*ACTIVITY:*
List all lines of the data that include the string "pixels".

*Saved entries:*
--------
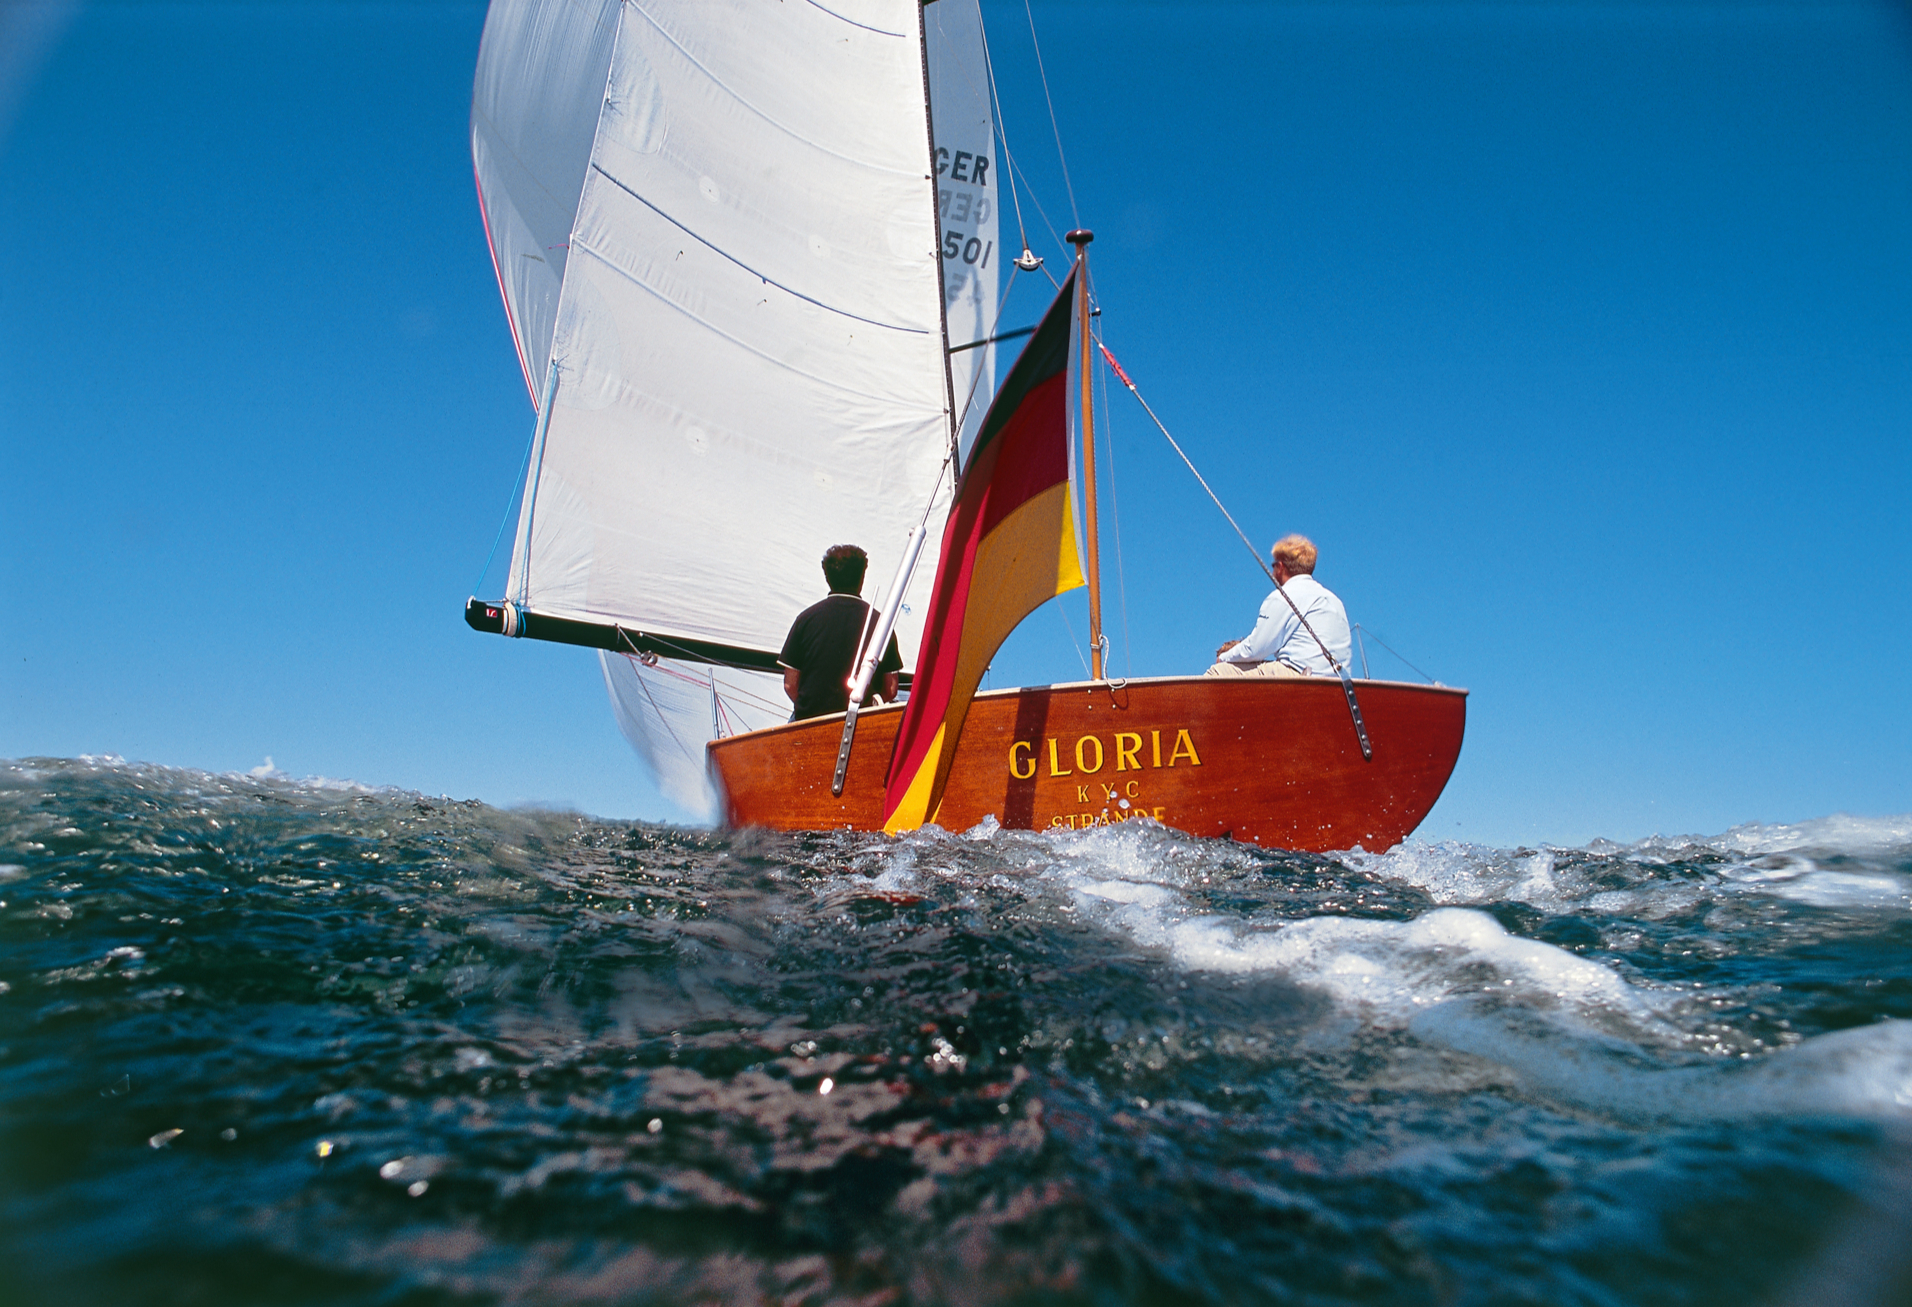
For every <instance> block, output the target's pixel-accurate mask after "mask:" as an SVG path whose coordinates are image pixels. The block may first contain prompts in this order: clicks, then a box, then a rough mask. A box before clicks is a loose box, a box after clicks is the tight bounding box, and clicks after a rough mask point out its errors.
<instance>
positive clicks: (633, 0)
mask: <svg viewBox="0 0 1912 1307" xmlns="http://www.w3.org/2000/svg"><path fill="white" fill-rule="evenodd" d="M627 4H631V8H633V10H637V11H639V13H641V15H642V17H644V21H646V23H650V27H652V29H654V31H656V32H658V34H660V36H663V40H667V42H671V46H675V48H677V54H681V55H683V57H684V59H688V61H690V67H694V69H696V71H698V73H702V75H704V76H707V78H709V82H711V86H717V88H719V90H723V92H725V94H727V96H728V97H730V99H734V101H736V103H740V105H744V107H746V109H750V111H751V113H753V115H757V117H759V118H763V120H765V122H769V124H771V126H772V128H776V130H778V132H782V134H784V136H788V138H790V139H793V141H803V143H805V145H809V147H811V149H816V151H822V153H826V155H830V157H832V159H841V161H843V162H849V164H857V166H858V168H870V170H872V172H885V174H889V176H897V178H914V176H916V170H914V168H885V166H883V164H878V162H870V161H868V159H857V157H855V155H845V153H843V151H839V149H830V147H828V145H824V143H822V141H813V139H811V138H809V136H803V134H801V132H797V130H793V128H790V126H788V124H784V122H780V120H778V118H772V117H771V115H769V113H765V111H763V109H759V107H757V105H753V103H750V101H748V99H744V96H740V94H738V92H736V90H734V88H732V86H730V84H728V82H725V80H723V78H721V76H717V75H715V73H711V71H709V69H707V67H706V65H704V61H702V59H698V57H696V55H694V54H690V50H688V48H686V46H684V44H683V42H681V40H677V38H675V36H671V32H669V31H667V29H665V27H663V23H660V21H658V19H654V17H652V15H650V13H648V11H646V10H644V6H641V4H635V0H627ZM818 8H822V6H818ZM824 13H830V10H824ZM832 17H836V15H832ZM841 21H845V23H847V21H849V19H841ZM870 31H876V29H870ZM883 34H885V36H887V34H889V32H883Z"/></svg>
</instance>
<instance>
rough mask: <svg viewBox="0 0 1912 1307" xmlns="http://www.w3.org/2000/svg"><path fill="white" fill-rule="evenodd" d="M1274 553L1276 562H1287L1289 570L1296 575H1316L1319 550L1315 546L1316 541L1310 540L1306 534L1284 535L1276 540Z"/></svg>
mask: <svg viewBox="0 0 1912 1307" xmlns="http://www.w3.org/2000/svg"><path fill="white" fill-rule="evenodd" d="M1273 554H1275V562H1285V564H1287V566H1289V571H1293V573H1296V575H1314V560H1315V558H1317V550H1315V546H1314V541H1310V539H1308V537H1306V535H1283V537H1281V539H1279V541H1275V548H1273Z"/></svg>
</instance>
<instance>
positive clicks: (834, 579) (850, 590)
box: [824, 545, 870, 594]
mask: <svg viewBox="0 0 1912 1307" xmlns="http://www.w3.org/2000/svg"><path fill="white" fill-rule="evenodd" d="M868 568H870V556H868V554H866V552H862V550H860V548H857V546H855V545H832V546H830V548H826V550H824V581H828V583H830V592H832V594H860V592H862V573H864V571H866V569H868Z"/></svg>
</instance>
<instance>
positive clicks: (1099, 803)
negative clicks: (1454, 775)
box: [709, 676, 1467, 852]
mask: <svg viewBox="0 0 1912 1307" xmlns="http://www.w3.org/2000/svg"><path fill="white" fill-rule="evenodd" d="M1356 692H1358V696H1359V699H1361V715H1363V718H1365V720H1367V732H1369V738H1371V741H1373V747H1375V759H1373V761H1371V762H1369V761H1363V759H1361V745H1359V741H1358V739H1356V734H1354V722H1352V720H1350V717H1348V701H1346V699H1344V697H1342V692H1340V682H1338V680H1329V678H1306V680H1264V678H1254V676H1249V678H1226V680H1224V678H1212V676H1174V678H1153V680H1130V682H1126V684H1119V686H1109V684H1099V682H1082V684H1065V686H1031V688H1023V690H994V692H989V694H979V696H977V697H975V701H973V703H971V707H969V718H967V724H966V726H964V736H962V743H960V745H958V749H956V761H954V766H952V770H950V782H948V789H946V791H945V795H943V808H941V812H939V814H937V824H939V825H943V827H945V829H967V827H969V825H975V824H977V822H981V820H983V818H987V816H994V818H996V820H998V822H1000V824H1002V825H1006V827H1011V829H1038V827H1052V825H1059V827H1075V829H1082V827H1086V825H1097V824H1105V822H1124V820H1130V818H1136V816H1149V818H1155V820H1159V822H1162V824H1164V825H1174V827H1180V829H1184V831H1189V833H1191V835H1224V837H1233V839H1239V841H1249V843H1256V845H1264V846H1270V848H1300V850H1312V852H1325V850H1331V848H1352V846H1354V845H1361V846H1363V848H1369V850H1382V848H1392V846H1394V845H1398V843H1401V841H1403V839H1405V837H1407V833H1409V831H1413V829H1415V825H1419V824H1421V820H1423V818H1424V816H1426V814H1428V810H1430V808H1432V806H1434V801H1436V799H1440V791H1442V787H1444V785H1445V783H1447V776H1449V774H1451V772H1453V764H1455V759H1459V755H1461V734H1463V730H1465V726H1467V692H1465V690H1449V688H1444V686H1413V684H1401V682H1388V680H1358V682H1356ZM901 718H902V709H901V707H883V709H872V711H866V713H862V715H858V718H857V747H855V751H853V753H851V764H849V776H847V780H845V785H843V795H841V797H834V795H832V793H830V778H832V772H834V770H836V755H837V743H839V739H841V736H843V717H841V715H836V717H818V718H811V720H805V722H792V724H788V726H772V728H769V730H757V732H750V734H746V736H730V738H728V739H715V741H711V745H709V761H711V772H713V776H715V780H717V785H719V791H721V793H723V797H725V814H727V818H728V822H730V825H769V827H774V829H797V831H803V829H845V827H849V829H858V831H870V829H881V825H883V772H885V770H887V768H889V751H891V745H893V741H895V738H897V724H899V720H901Z"/></svg>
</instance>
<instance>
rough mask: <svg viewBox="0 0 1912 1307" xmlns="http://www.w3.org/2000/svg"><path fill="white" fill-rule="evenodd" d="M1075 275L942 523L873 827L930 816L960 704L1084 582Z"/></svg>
mask: <svg viewBox="0 0 1912 1307" xmlns="http://www.w3.org/2000/svg"><path fill="white" fill-rule="evenodd" d="M1076 275H1078V273H1076V271H1071V273H1069V279H1067V281H1065V283H1063V289H1061V292H1057V296H1055V302H1054V304H1052V306H1050V311H1048V313H1044V315H1042V325H1040V327H1036V334H1034V336H1032V338H1031V340H1029V344H1027V346H1025V348H1023V355H1021V357H1019V359H1015V367H1013V369H1010V376H1008V380H1004V382H1002V390H1000V392H996V399H994V403H990V405H989V415H987V417H985V418H983V430H981V432H977V438H975V447H973V449H971V453H969V466H967V468H964V474H962V480H960V482H958V483H956V503H954V504H952V506H950V518H948V525H945V527H943V554H941V556H939V558H937V583H935V589H933V590H931V592H929V615H927V619H925V623H923V648H922V655H920V657H918V659H916V678H914V682H912V686H910V701H908V705H904V709H902V724H901V726H899V728H897V745H895V751H893V753H891V755H889V778H887V780H885V785H883V829H885V831H889V833H891V835H895V833H897V831H910V829H916V827H918V825H922V824H923V822H933V820H935V818H937V808H939V806H941V803H943V785H945V783H946V782H948V774H950V759H952V757H954V755H956V741H958V739H960V738H962V724H964V717H967V715H969V699H971V697H973V696H975V688H977V686H979V684H981V682H983V671H985V669H987V667H989V659H992V657H994V655H996V650H1000V648H1002V642H1004V640H1006V638H1008V636H1010V632H1011V631H1015V623H1019V621H1021V619H1023V617H1027V615H1029V613H1032V611H1034V610H1036V608H1040V606H1042V604H1046V602H1048V600H1052V598H1055V596H1057V594H1061V592H1063V590H1073V589H1076V587H1080V585H1088V583H1086V581H1084V579H1082V562H1080V556H1078V554H1076V537H1075V510H1073V506H1071V497H1069V321H1071V298H1073V296H1075V279H1076Z"/></svg>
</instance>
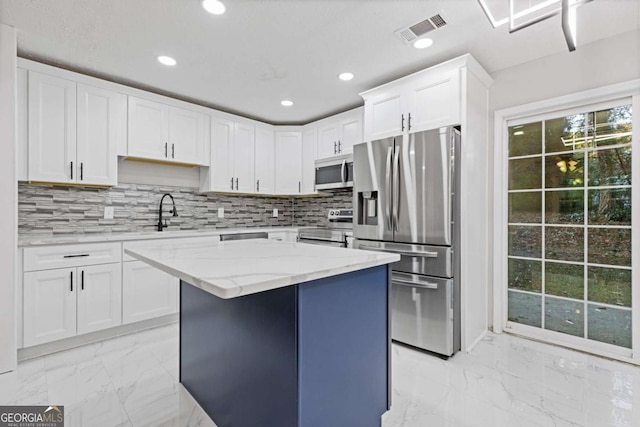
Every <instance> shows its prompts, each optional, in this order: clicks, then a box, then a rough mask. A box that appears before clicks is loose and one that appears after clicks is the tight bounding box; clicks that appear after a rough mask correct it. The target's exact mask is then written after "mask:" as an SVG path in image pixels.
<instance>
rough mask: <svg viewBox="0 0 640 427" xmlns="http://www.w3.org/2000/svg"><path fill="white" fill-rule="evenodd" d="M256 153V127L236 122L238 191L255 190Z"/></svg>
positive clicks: (235, 165)
mask: <svg viewBox="0 0 640 427" xmlns="http://www.w3.org/2000/svg"><path fill="white" fill-rule="evenodd" d="M254 154H255V129H254V127H253V126H247V125H243V124H240V123H236V124H235V131H234V134H233V177H234V180H235V182H234V184H235V187H234V188H235V189H236V191H239V192H241V193H253V192H255V181H254V176H255V175H254V167H255V163H254Z"/></svg>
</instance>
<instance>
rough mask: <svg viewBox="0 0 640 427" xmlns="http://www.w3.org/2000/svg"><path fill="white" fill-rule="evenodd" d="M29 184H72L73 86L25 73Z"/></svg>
mask: <svg viewBox="0 0 640 427" xmlns="http://www.w3.org/2000/svg"><path fill="white" fill-rule="evenodd" d="M28 92H29V95H28V99H29V102H28V103H29V106H28V111H29V124H28V129H29V130H28V132H29V136H28V139H29V180H30V181H44V182H59V183H75V182H76V179H77V177H78V174H77V172H76V167H77V161H76V83H75V82H73V81H70V80H65V79H60V78H57V77H52V76H48V75H45V74H40V73H35V72H29V90H28Z"/></svg>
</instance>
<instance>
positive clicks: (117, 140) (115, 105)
mask: <svg viewBox="0 0 640 427" xmlns="http://www.w3.org/2000/svg"><path fill="white" fill-rule="evenodd" d="M77 93H78V102H77V108H78V115H77V117H78V134H77V156H76V162H77V163H78V165H79V167H80V171H79V173H77V179H79V181H78V182H88V183H91V184H97V185H116V184H117V183H118V154H117V150H118V146H121V145H123V144H126V138H127V128H126V122H127V98H126V95H123V94H120V93H115V92H110V91H107V90H104V89H100V88H96V87H92V86H86V85H83V84H78V87H77Z"/></svg>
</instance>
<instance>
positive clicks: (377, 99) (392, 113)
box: [364, 89, 407, 141]
mask: <svg viewBox="0 0 640 427" xmlns="http://www.w3.org/2000/svg"><path fill="white" fill-rule="evenodd" d="M405 104H406V101H405V99H404V98H403V97H402V93H401V92H400V89H397V90H395V91H391V92H387V93H384V94H381V95H378V96H374V97H371V98H370V99H367V100H366V101H365V106H364V108H365V113H364V117H365V123H364V141H375V140H377V139H382V138H388V137H390V136H396V135H401V134H402V133H403V132H404V129H406V123H407V113H406V112H405ZM403 118H404V120H403Z"/></svg>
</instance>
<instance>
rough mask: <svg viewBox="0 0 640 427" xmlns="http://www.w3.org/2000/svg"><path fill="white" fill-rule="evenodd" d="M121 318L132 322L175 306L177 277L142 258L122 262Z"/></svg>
mask: <svg viewBox="0 0 640 427" xmlns="http://www.w3.org/2000/svg"><path fill="white" fill-rule="evenodd" d="M122 268H123V275H122V279H123V283H122V297H123V298H122V322H123V323H125V324H126V323H133V322H137V321H140V320H146V319H151V318H154V317H158V316H163V315H166V314H172V313H176V312H177V309H178V303H177V301H178V283H179V281H178V279H176V278H175V277H173V276H171V275H169V274H167V273H164V272H162V271H160V270H158V269H157V268H155V267H152V266H150V265H148V264H145V263H143V262H142V261H129V262H124V263H123V267H122Z"/></svg>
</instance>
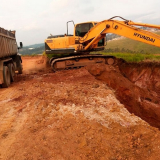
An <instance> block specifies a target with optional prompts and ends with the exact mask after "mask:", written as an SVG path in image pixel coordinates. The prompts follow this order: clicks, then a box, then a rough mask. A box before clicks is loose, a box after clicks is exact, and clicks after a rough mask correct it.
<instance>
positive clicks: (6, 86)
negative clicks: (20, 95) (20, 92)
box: [2, 66, 11, 88]
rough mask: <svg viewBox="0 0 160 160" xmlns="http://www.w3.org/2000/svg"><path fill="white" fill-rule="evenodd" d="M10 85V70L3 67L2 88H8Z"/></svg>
mask: <svg viewBox="0 0 160 160" xmlns="http://www.w3.org/2000/svg"><path fill="white" fill-rule="evenodd" d="M10 84H11V78H10V72H9V68H8V67H7V66H3V83H2V87H3V88H8V87H9V85H10Z"/></svg>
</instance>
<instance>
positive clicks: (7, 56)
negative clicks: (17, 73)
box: [0, 28, 23, 88]
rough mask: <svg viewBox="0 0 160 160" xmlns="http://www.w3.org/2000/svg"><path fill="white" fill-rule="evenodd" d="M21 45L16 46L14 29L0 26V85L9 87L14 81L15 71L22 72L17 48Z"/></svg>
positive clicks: (20, 59) (14, 32) (14, 76)
mask: <svg viewBox="0 0 160 160" xmlns="http://www.w3.org/2000/svg"><path fill="white" fill-rule="evenodd" d="M22 47H23V44H22V42H20V47H18V46H17V42H16V38H15V31H8V30H6V29H3V28H0V85H1V86H2V87H4V88H7V87H9V85H10V83H11V82H13V81H14V77H15V72H17V73H19V74H22V70H23V68H22V59H21V56H20V55H19V54H18V50H19V49H20V48H22Z"/></svg>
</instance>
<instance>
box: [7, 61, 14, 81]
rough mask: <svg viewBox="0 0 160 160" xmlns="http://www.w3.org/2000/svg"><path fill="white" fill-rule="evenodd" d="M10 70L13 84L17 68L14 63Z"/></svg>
mask: <svg viewBox="0 0 160 160" xmlns="http://www.w3.org/2000/svg"><path fill="white" fill-rule="evenodd" d="M8 68H9V72H10V78H11V82H14V76H15V67H14V65H13V63H9V64H8Z"/></svg>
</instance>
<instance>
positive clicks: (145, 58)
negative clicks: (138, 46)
mask: <svg viewBox="0 0 160 160" xmlns="http://www.w3.org/2000/svg"><path fill="white" fill-rule="evenodd" d="M103 54H104V55H112V56H115V57H117V58H122V59H124V60H126V61H127V62H140V61H146V60H150V61H160V55H159V54H157V55H156V54H142V53H135V54H134V53H120V52H119V53H104V52H103Z"/></svg>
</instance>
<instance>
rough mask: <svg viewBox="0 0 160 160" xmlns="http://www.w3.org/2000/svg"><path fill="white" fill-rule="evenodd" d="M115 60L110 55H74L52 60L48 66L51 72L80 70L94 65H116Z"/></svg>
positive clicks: (58, 58)
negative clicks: (115, 64) (100, 64)
mask: <svg viewBox="0 0 160 160" xmlns="http://www.w3.org/2000/svg"><path fill="white" fill-rule="evenodd" d="M116 62H117V59H116V57H114V56H110V55H100V54H96V55H95V54H90V55H76V56H70V57H64V58H54V57H53V58H52V59H51V60H50V65H51V67H52V69H53V71H57V70H64V69H72V68H80V67H84V66H87V65H90V64H95V63H105V64H108V65H114V64H116Z"/></svg>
--------
*SOLVED EXERCISE:*
For every <instance> block, output the target's pixel-accurate mask after "mask:" as an SVG path whose coordinates are image pixels. The block may first contain prompts in this order: clicks, then a box, then a rough mask. A box before clicks is a loose box, a box after clicks is the tight bounding box, and clicks after a rough mask point out its errors.
Every <instance> shows its prompts, each optional, in this order: clicks, then a box, then a rough mask. A box that appears before clicks is loose and one that appears after clicks is the tight bounding box; clicks that appear after a rough mask correct it. The target's exact mask is then written after "mask:" as an SVG path in image pixels.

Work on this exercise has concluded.